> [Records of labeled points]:

□ □ □ □

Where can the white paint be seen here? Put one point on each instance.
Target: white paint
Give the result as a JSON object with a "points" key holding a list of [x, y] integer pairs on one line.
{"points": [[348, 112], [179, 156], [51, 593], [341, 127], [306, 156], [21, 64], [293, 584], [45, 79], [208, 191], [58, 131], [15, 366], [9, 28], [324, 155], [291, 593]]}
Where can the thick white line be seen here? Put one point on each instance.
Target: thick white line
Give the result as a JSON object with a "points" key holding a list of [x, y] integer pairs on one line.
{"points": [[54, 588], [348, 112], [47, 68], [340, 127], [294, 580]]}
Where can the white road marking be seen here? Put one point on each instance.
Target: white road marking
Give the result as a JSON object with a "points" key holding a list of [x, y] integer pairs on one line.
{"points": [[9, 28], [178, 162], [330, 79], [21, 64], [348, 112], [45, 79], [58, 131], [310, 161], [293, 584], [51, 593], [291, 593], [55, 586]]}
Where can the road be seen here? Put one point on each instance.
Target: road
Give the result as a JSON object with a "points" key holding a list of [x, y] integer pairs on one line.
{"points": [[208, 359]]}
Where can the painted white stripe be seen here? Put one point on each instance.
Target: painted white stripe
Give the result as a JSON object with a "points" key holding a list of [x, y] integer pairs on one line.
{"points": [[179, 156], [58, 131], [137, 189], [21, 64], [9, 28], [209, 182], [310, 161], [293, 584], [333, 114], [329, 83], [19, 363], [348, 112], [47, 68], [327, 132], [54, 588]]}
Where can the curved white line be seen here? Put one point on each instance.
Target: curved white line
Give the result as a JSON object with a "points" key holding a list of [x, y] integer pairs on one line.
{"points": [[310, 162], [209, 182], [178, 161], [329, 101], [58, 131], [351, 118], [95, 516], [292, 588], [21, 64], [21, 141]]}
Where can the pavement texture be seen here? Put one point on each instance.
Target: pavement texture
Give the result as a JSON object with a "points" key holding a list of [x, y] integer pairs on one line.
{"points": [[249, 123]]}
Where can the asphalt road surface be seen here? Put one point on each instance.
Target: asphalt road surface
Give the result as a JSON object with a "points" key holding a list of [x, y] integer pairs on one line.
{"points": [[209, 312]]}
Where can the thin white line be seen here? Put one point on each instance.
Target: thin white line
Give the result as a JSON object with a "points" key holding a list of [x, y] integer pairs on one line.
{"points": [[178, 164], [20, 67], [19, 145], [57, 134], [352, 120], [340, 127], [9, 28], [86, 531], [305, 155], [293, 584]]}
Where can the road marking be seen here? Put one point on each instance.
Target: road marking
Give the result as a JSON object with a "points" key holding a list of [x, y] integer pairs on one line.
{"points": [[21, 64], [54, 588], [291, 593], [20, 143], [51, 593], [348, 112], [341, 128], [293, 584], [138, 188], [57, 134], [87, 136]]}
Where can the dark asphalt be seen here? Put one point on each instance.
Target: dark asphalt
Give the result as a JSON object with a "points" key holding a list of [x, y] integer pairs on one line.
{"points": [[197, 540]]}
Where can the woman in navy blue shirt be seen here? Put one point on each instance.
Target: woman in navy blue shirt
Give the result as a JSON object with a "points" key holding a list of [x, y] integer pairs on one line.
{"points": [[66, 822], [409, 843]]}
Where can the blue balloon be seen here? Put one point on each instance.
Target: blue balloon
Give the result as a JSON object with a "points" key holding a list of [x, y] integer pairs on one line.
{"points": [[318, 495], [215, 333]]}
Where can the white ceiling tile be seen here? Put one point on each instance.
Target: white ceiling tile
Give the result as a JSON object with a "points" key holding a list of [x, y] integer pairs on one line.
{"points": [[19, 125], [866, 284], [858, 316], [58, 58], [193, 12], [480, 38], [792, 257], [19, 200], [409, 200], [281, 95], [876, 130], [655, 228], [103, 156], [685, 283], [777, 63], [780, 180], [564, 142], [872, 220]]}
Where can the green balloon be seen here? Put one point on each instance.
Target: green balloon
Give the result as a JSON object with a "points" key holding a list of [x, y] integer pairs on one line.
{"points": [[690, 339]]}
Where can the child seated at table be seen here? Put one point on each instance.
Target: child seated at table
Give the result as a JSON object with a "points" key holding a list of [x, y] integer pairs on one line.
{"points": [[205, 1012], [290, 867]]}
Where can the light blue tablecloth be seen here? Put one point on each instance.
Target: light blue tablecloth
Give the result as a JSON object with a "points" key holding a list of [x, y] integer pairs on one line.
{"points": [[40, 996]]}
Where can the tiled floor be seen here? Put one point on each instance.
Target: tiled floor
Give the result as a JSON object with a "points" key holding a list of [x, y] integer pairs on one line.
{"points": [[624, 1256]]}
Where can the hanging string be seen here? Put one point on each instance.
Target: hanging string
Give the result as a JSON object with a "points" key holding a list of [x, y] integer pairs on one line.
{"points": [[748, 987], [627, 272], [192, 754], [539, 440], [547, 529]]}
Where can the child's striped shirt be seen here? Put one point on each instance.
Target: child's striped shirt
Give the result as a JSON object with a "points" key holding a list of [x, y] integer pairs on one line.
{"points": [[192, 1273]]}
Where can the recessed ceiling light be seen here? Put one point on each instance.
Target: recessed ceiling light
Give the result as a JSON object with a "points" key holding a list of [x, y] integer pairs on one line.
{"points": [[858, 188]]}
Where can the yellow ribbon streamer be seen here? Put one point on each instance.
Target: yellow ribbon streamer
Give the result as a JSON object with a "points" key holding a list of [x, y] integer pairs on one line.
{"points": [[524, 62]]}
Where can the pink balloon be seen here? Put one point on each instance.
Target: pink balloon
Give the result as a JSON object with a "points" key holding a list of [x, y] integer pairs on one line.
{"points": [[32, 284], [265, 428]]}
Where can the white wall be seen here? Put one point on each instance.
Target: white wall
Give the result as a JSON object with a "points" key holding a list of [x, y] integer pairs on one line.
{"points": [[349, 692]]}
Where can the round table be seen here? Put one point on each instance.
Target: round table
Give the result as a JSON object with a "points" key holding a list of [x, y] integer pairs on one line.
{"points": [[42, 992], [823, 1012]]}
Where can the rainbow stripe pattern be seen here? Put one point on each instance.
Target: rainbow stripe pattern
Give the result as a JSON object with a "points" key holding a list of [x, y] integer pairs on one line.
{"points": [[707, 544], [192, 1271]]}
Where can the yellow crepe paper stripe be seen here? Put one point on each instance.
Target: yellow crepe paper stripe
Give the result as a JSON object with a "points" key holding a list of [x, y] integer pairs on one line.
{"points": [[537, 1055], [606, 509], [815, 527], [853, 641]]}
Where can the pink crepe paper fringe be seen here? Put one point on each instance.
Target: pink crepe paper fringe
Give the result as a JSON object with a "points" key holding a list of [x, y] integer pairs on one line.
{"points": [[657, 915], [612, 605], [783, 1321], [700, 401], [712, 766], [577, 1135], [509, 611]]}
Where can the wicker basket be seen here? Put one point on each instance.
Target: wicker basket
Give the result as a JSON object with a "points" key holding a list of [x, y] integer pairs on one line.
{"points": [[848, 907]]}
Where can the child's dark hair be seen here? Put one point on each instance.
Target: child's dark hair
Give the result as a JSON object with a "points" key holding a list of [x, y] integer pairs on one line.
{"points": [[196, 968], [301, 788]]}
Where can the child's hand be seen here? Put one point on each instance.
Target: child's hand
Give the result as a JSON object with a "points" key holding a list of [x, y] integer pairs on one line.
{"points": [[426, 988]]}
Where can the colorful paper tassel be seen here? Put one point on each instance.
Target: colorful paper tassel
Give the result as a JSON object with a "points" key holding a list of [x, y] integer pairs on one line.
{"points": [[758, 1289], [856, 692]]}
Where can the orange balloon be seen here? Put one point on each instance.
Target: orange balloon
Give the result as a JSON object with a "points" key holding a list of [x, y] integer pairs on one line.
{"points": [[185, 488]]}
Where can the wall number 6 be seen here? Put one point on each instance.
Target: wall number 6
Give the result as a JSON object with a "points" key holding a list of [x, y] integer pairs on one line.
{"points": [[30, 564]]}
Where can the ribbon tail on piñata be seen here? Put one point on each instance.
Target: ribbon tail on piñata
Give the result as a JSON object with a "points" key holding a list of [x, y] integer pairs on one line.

□ □ □ □

> [The exercise]:
Reproduce word for word the part that opens with the line containing "Where can the ribbon" and closes with the last of the rows above.

> [Exercise result]:
Where can the ribbon tail on piñata be seen here? Put one point on each instance.
Target: ribbon tail on piñata
Give the result as a JSON object with a "points" key holding a list of [x, y] integer pairs on one line.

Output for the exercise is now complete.